Report each row below that contains the word "bowl" by copying the entire line.

• AVAILABLE RECORDS:
---*---

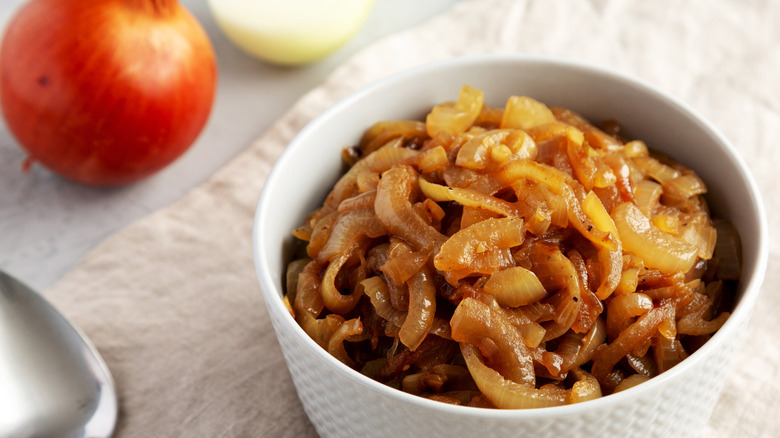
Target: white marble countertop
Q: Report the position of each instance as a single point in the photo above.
(47, 224)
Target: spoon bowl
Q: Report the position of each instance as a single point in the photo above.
(53, 381)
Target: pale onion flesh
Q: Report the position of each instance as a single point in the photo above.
(514, 257)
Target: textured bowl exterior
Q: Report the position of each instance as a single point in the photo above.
(341, 402)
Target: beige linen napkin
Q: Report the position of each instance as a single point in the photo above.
(172, 301)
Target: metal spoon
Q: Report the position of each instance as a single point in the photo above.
(53, 382)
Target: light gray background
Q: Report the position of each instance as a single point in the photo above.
(47, 224)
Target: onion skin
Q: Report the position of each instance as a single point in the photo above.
(106, 93)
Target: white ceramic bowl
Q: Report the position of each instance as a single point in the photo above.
(342, 402)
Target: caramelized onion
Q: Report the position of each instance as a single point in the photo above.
(558, 261)
(515, 286)
(505, 393)
(656, 248)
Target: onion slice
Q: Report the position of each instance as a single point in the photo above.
(515, 286)
(505, 393)
(657, 249)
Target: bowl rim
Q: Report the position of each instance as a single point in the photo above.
(741, 312)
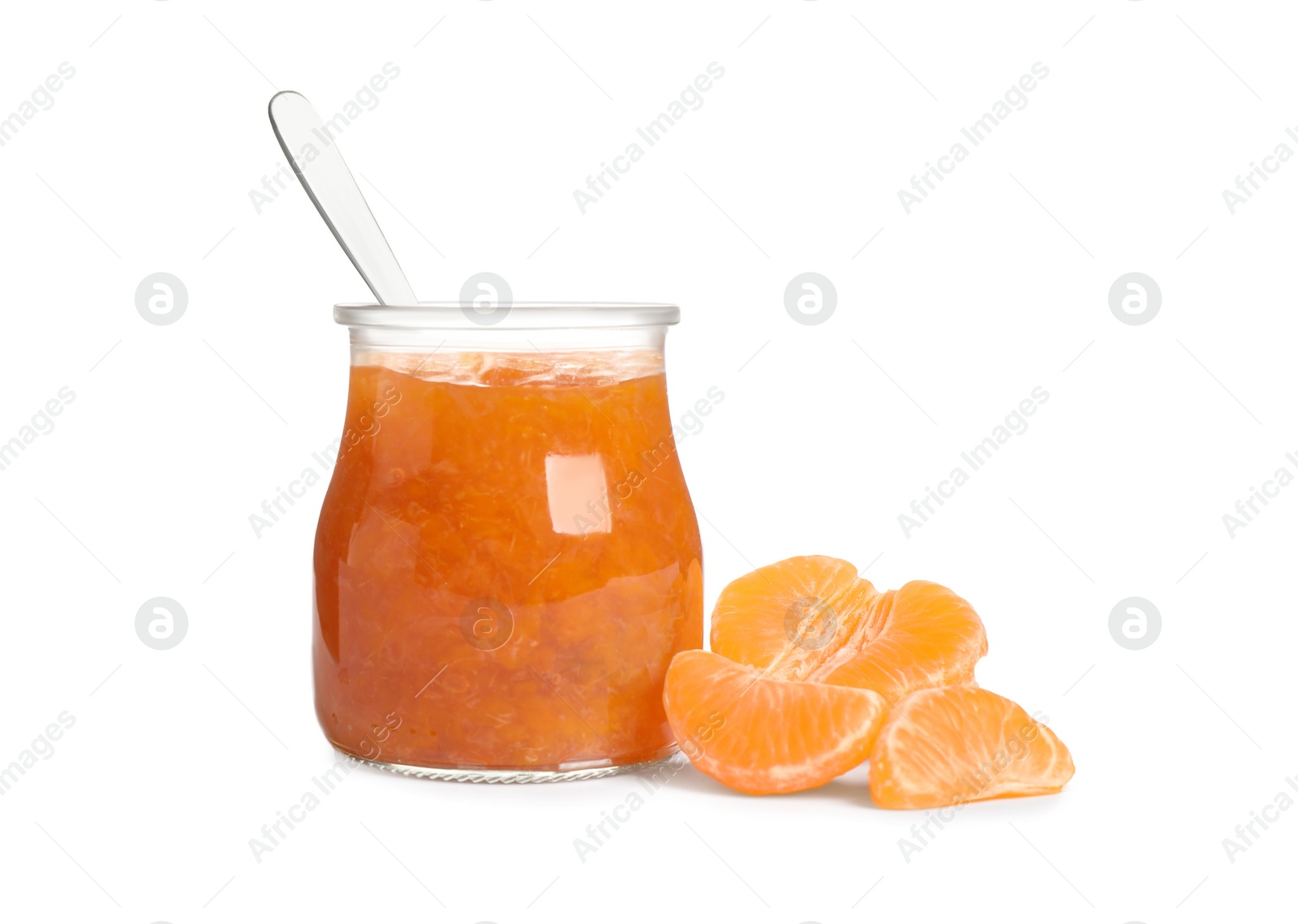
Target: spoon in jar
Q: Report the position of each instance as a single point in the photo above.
(337, 197)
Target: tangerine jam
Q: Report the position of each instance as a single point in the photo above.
(506, 557)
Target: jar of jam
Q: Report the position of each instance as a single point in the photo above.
(508, 557)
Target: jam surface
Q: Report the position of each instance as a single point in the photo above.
(506, 561)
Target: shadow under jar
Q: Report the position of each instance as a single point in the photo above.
(508, 557)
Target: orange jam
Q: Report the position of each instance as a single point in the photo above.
(505, 564)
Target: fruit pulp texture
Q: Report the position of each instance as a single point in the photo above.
(505, 564)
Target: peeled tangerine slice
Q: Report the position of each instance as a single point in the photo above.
(958, 744)
(763, 736)
(811, 618)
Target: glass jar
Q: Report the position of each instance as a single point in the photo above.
(508, 557)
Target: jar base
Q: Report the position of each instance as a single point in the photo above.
(471, 775)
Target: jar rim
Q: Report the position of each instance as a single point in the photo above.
(517, 316)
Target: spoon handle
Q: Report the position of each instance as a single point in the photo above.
(324, 174)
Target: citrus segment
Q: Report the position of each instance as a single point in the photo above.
(952, 746)
(765, 736)
(811, 618)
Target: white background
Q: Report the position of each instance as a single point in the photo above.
(945, 320)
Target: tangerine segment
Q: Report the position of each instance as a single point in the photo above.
(763, 736)
(952, 746)
(811, 618)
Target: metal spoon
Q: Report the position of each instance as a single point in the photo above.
(337, 197)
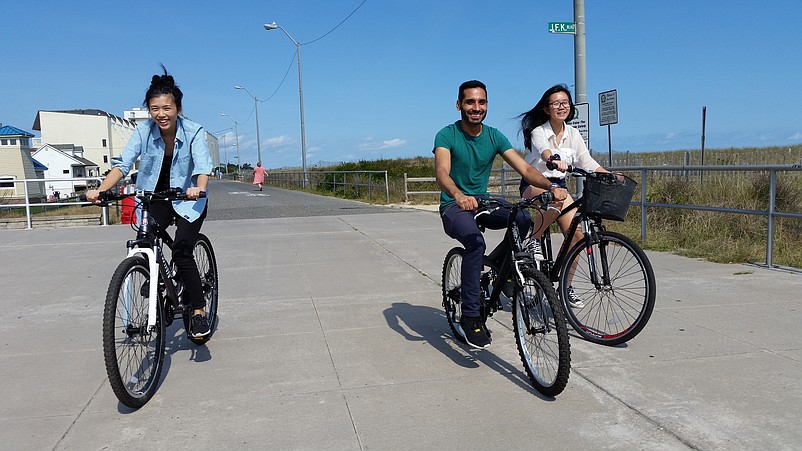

---*---

• TASK SOLUTION:
Target: spoon bowl
Target: textured bowl exterior
Target: white ceramic bowl
Target: bowl rim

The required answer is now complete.